## STATED TASK A
Decide whether each statement agrees with the Intel NIC post, answering yes or no and quoting the deciding words: (i) Jeff Johnson calls the controller a server class controller; (ii) Joe Landman had not considered a PCIe fifo issue; (iii) Jeff Johnson thinks the chip is unlikely to handle the storage cluster.
## STATED TASK B
In the Intel NIC post, between which two operations are the controller's buffers partitioned?
## STATED TASK C
Pick up the Intel NIC post at the point where it stops and continue it.

## QUOTED TEXT
+--
[Beowulf] Whats up with these newer Intel NICs?
jeff.johnson at wsm.com
Tue Sep 25 14:55:33 PDT 2007
Joe Landman wrote:
> Jeff Johnson wrote:
>> I think you may be dealing with a PCIe fifo issue.
> Hi Jeff:
> Possibly. I had thought about that. I was thinking more along the
> lines of "it is a motherboard NIC, so we don't need no steenkeen high
> performance things like 64 bit buffers ..."
The controller in question is a LOM component but not quite a "desktop
grade" chip. It is a server class controller. IMHO, Intel and other
silicon spinners haven't quite grasped the difference between
"enterprise grade" and "hpc grade". I think it is highly likely that
this chip can cut your storage cluster mustard but the driver and i/o
options may not run well for your application without some Kentucky windage.
>> I have seen issues with the Intel PCIe gigabit ethernet onboard parts
>> when compared to PCIe slot cards and PCIX cards like the ones you are
>> testing. Specifically the partitioning of the controller's buffers
>> between rcv and xmit operations (internal to the controller chip itself)
+--
## SUPPLIED ENTRIES
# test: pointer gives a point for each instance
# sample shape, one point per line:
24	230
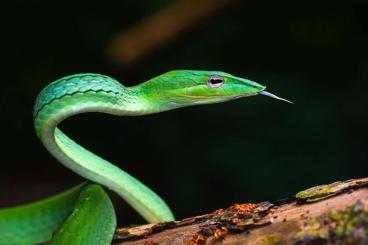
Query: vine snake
84	214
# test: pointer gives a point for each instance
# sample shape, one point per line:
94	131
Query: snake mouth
274	96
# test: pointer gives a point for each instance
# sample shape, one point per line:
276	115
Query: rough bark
329	214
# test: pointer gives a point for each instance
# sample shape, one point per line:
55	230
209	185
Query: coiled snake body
84	214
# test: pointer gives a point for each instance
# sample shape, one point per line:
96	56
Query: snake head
181	88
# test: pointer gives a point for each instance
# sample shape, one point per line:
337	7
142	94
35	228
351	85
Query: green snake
84	214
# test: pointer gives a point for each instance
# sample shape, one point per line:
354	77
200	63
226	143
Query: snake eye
215	81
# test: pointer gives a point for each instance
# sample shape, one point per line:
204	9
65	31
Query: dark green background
199	158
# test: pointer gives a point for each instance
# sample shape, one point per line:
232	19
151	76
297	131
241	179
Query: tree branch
335	213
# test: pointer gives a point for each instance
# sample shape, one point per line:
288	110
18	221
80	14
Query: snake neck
83	93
+--
## FINAL ANSWER A
(i) Yes: "It is a server class controller."
(ii) No: "I had thought about that."
(iii) No: "I think it is highly likely that this chip can cut your storage cluster mustard"

## FINAL ANSWER B
Between rcv and xmit operations.

## FINAL ANSWER C
>> and the controller's relationship with the PCIe buffer on the
>> northbridge. PCIe, being serial, has different challenges when reaching
>> the top end of a device's performance capabilities. In this case you are
>> suffering some buffer throttling.
> I played with some (OS/NIC) buffer settings, txqueuelen, and a few other
> tunables. Nothing seems to have impacted it.
The way the Intel controller and e1000 driver interact is that the e1000
driver sets up the rcv buffer at initialization time and the *remainder*
is left for xmit. This is not something that can be adjusted using
ethtool or a modload option. You have to get into the e1000 driver
source, find the rcv buffer size definition and then change it to suit
your evil needs. Recompile and enjoy. Here is where the Kentucky windage
comes in as you may have to try a few values. Lather, rinse, repeat
until you get it right.
>> By default the buffers are partitioned for "one size fits most"
>> scenario. If you know your i/o profile you can use ethtool (or modify
> Yeah ...
>> e1000 driver source) to repartition the controller's fifo to favor rcv
>> or xmit operations. This results in better performance in situations
>> where you know you will have heavier writes over reads or vice versa.
> Of course, though without knowing your workload in advance you can't
> really tune this.
> Aside from that, I can't say I have seen many people tune their storage
> clusters for workloads of one particular type. You basically never know
> what users will throw your way, and you really don't want one "corner
> case" test being the important thing that drives down overall performance.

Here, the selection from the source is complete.